===== Exercise input

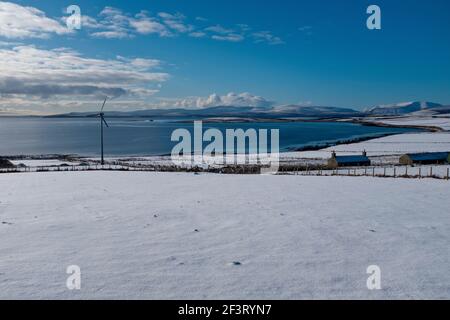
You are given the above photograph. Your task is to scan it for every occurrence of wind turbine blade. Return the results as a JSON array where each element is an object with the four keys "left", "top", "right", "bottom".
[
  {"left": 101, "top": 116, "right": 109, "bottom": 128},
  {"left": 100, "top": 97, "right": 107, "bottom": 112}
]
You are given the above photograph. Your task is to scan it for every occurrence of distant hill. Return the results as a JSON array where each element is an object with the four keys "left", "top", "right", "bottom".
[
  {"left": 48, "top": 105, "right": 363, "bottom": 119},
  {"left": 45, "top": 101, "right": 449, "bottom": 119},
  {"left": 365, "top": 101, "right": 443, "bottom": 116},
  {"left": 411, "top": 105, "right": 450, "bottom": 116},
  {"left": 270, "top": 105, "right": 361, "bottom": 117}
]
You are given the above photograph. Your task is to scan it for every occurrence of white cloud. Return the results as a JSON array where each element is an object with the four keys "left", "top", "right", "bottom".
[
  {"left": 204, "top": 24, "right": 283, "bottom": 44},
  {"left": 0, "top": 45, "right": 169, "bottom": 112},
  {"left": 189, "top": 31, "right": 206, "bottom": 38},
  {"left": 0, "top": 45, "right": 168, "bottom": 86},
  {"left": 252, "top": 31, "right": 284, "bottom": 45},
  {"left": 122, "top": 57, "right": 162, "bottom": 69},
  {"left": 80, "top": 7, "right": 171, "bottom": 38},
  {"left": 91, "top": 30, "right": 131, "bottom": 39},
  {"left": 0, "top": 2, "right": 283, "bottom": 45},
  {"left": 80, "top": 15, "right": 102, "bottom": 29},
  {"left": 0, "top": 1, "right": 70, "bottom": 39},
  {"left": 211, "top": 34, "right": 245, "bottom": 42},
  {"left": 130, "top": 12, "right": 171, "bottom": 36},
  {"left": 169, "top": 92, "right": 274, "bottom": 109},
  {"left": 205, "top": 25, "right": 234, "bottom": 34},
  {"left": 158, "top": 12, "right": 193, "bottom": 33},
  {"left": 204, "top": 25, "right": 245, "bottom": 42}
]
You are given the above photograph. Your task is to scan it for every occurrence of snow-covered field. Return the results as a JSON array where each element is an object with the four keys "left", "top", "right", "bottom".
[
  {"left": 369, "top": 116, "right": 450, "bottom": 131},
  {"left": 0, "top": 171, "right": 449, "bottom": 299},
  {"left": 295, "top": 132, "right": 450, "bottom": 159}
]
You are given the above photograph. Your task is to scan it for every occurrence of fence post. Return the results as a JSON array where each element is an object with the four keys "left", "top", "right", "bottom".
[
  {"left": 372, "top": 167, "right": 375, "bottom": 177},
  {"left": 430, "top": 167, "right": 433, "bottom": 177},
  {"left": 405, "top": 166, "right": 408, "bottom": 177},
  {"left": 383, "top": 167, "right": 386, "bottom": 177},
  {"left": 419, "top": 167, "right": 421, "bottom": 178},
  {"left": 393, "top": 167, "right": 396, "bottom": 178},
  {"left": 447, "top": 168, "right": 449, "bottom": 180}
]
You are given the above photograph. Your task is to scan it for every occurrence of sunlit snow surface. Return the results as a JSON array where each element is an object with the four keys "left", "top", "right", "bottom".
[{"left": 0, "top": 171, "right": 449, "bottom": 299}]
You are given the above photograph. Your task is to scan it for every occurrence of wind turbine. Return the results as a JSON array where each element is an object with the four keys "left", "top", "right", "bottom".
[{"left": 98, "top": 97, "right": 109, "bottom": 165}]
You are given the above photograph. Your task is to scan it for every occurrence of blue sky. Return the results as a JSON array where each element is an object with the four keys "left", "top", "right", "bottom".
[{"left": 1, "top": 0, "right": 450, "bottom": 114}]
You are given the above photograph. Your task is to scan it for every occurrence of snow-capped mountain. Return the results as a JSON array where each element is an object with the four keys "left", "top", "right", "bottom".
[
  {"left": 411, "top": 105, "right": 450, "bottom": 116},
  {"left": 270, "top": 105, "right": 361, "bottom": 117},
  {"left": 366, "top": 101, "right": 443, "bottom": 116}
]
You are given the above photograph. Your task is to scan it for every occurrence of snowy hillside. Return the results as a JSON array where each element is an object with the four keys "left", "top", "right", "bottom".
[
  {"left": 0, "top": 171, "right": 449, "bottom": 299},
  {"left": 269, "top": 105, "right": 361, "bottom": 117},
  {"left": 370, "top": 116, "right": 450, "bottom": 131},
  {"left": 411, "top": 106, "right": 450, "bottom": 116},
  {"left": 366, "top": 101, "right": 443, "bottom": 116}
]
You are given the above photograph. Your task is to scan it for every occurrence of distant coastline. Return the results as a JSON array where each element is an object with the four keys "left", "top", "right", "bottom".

==========

* What needs to be done:
Images in the records must not be repeated; everything else should be returned exactly.

* Result for this task:
You are given the above photograph. Your task is to scan it for every occurrence of wind turbine blade. Return the results as a JSON array where each element is an object with the four keys "left", "top", "right", "bottom".
[
  {"left": 101, "top": 116, "right": 109, "bottom": 128},
  {"left": 100, "top": 97, "right": 107, "bottom": 112}
]
You are given the above photograph. Your task is to scan it for every occurrence of distant hill. Return the results as a JSON array where each element is an object with the four keys "left", "top", "right", "bottom".
[
  {"left": 48, "top": 105, "right": 363, "bottom": 119},
  {"left": 45, "top": 101, "right": 449, "bottom": 119},
  {"left": 365, "top": 101, "right": 443, "bottom": 116},
  {"left": 411, "top": 105, "right": 450, "bottom": 116},
  {"left": 270, "top": 105, "right": 361, "bottom": 117}
]
You are given the above photograph. Your task is to scan it for every occurrence of white cloud. Return the results as a JSON array where each element is an object with the four keys "left", "top", "right", "bottom".
[
  {"left": 204, "top": 24, "right": 283, "bottom": 44},
  {"left": 0, "top": 45, "right": 169, "bottom": 112},
  {"left": 189, "top": 31, "right": 206, "bottom": 38},
  {"left": 0, "top": 45, "right": 168, "bottom": 86},
  {"left": 252, "top": 31, "right": 284, "bottom": 45},
  {"left": 122, "top": 57, "right": 162, "bottom": 69},
  {"left": 80, "top": 7, "right": 171, "bottom": 38},
  {"left": 91, "top": 30, "right": 131, "bottom": 39},
  {"left": 0, "top": 2, "right": 283, "bottom": 45},
  {"left": 80, "top": 15, "right": 102, "bottom": 29},
  {"left": 0, "top": 1, "right": 70, "bottom": 39},
  {"left": 211, "top": 34, "right": 245, "bottom": 42},
  {"left": 130, "top": 12, "right": 171, "bottom": 36},
  {"left": 169, "top": 92, "right": 274, "bottom": 109},
  {"left": 205, "top": 25, "right": 234, "bottom": 34},
  {"left": 158, "top": 12, "right": 193, "bottom": 33},
  {"left": 204, "top": 25, "right": 245, "bottom": 42}
]
You are given the above photograph. Your task is to scan it for every occurrence of snow-covered field. Return the results as a JSON array where each element is an object with the four keys "left", "top", "right", "bottom".
[
  {"left": 369, "top": 116, "right": 450, "bottom": 131},
  {"left": 0, "top": 171, "right": 449, "bottom": 299},
  {"left": 295, "top": 132, "right": 450, "bottom": 159}
]
You are given the above photograph. Your task is to scan it for every occurrence of fence post. Return the results as a JSON array where each element is an object with the four keys "left", "top", "right", "bottom".
[
  {"left": 372, "top": 167, "right": 375, "bottom": 177},
  {"left": 430, "top": 167, "right": 433, "bottom": 177},
  {"left": 405, "top": 166, "right": 408, "bottom": 177},
  {"left": 383, "top": 167, "right": 386, "bottom": 177},
  {"left": 419, "top": 167, "right": 421, "bottom": 178},
  {"left": 393, "top": 167, "right": 396, "bottom": 178},
  {"left": 447, "top": 168, "right": 449, "bottom": 180}
]
You are given the above photograph. Your task is to scan it for every occurrence of sunlit snow surface. Return the results as a JSON array where each element is an object with the four keys "left", "top", "right", "bottom".
[{"left": 0, "top": 171, "right": 449, "bottom": 299}]
You are given the above photograph. Your task is to scan it for every occurrence of wind turbine. Return the results as a JSON array where each element is an object with the four keys "left", "top", "right", "bottom".
[{"left": 98, "top": 97, "right": 109, "bottom": 165}]
You are given the above photograph. Your task is to scan it for every occurrence of blue sky. Return the results as a JSON array where each element is an object with the four keys "left", "top", "right", "bottom".
[{"left": 1, "top": 0, "right": 450, "bottom": 114}]
You are given the above photograph. Your task is to scan it for every occurrence of snow-capped mountain. Return the results as a JSON array where each element is an object with the four keys "left", "top", "right", "bottom".
[
  {"left": 411, "top": 105, "right": 450, "bottom": 116},
  {"left": 270, "top": 105, "right": 361, "bottom": 117},
  {"left": 366, "top": 101, "right": 443, "bottom": 116}
]
You are given the above photograph. Your task is to scan it for every occurrence of snowy hillside. Return the results as a JSON array where each element is an object with the four keys "left", "top", "right", "bottom".
[
  {"left": 0, "top": 171, "right": 449, "bottom": 299},
  {"left": 269, "top": 105, "right": 361, "bottom": 117},
  {"left": 370, "top": 116, "right": 450, "bottom": 131},
  {"left": 411, "top": 106, "right": 450, "bottom": 116},
  {"left": 366, "top": 101, "right": 443, "bottom": 116}
]
You are given the above photograph. Your task is to scan it for every occurrence of distant coastline. Return the results as a JSON array where each element is an object with the four keys "left", "top", "right", "bottom".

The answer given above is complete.